● **Consignes à suivre**
1. D'après l'extrait, qu'est-ce qui s'améliore lorsqu'on se porte bien sur le plan physique et psychologique ?
2. Reproduisez tout le passage de l'extrait allant de « Nous l’avons abordé » jusqu'à « nouveaux horizons d’intérêt. », en renommant « rythmes sociaux » en « rythmes quotidiens ».

D’autres ont commencé à avoir des problèmes de couples, alors qu’en temps normal, leur relation était plutôt stable. Des conflits familiaux ont émergé. Ces conditions ont précipité des personnes dans le désordre psychiatrique, même si l’on ne parle pas proprement de maladie. Certains, déjà fragiles mais vivant stablement ont basculé vers le trouble.

Comment se relève-t-on du stress et de l’aliénation que peut causer le changement quotidien lié à cette pandémie, selon votre analyse ?

Nous l’avons abordé dans le livre : le fait qu’on ne sorte plus, qu’on travaille à distance et qu’on reste cloîtré chez soi perturbe les rythmes sociaux. Il faut donc toujours maintenir des activités régulières, des rapports avec notre environnement, même par téléphone, mais en tout cas entretenir nos rapports avec la famille, les proches, les amis.

C’est peut-être une occasion de consacrer même plus de temps à son ou à sa partenaire, à ses enfants, à ses parents. Il faut capitaliser sur ce temps passé à l’intérieur pour développer sa vie affective et relationnelle, mais aussi pour s’ouvrir sur de nouveaux horizons d’intérêt.

On s’est souvent dit : «Si j’ai le temps, je ferai telle chose.» C’est peut-être le bon moment pour franchir le pas et se lancer, que ce soit sur un plan spirituel, religieux, artistique, de lecture et de recherche, qui permet de se sentir plus utile et nous renforce dans notre capacité à tenir le coup. Il ne faut pas oublier que lorsqu’on se porte bien sur le plan physique et psychologique, cela améliore notre système immunitaire.

● **Documents fournis**
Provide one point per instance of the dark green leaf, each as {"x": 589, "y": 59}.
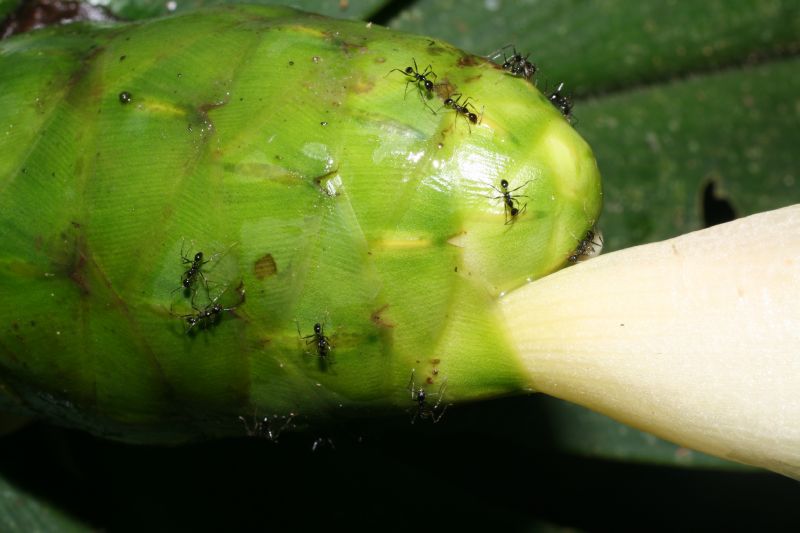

● **Réponses numérotées**
1. Notre système immunitaire.

2.
Nous l’avons abordé dans le livre : le fait qu’on ne sorte plus, qu’on travaille à distance et qu’on reste cloîtré chez soi perturbe les rythmes quotidiens. Il faut donc toujours maintenir des activités régulières, des rapports avec notre environnement, même par téléphone, mais en tout cas entretenir nos rapports avec la famille, les proches, les amis.

C’est peut-être une occasion de consacrer même plus de temps à son ou à sa partenaire, à ses enfants, à ses parents. Il faut capitaliser sur ce temps passé à l’intérieur pour développer sa vie affective et relationnelle, mais aussi pour s’ouvrir sur de nouveaux horizons d’intérêt.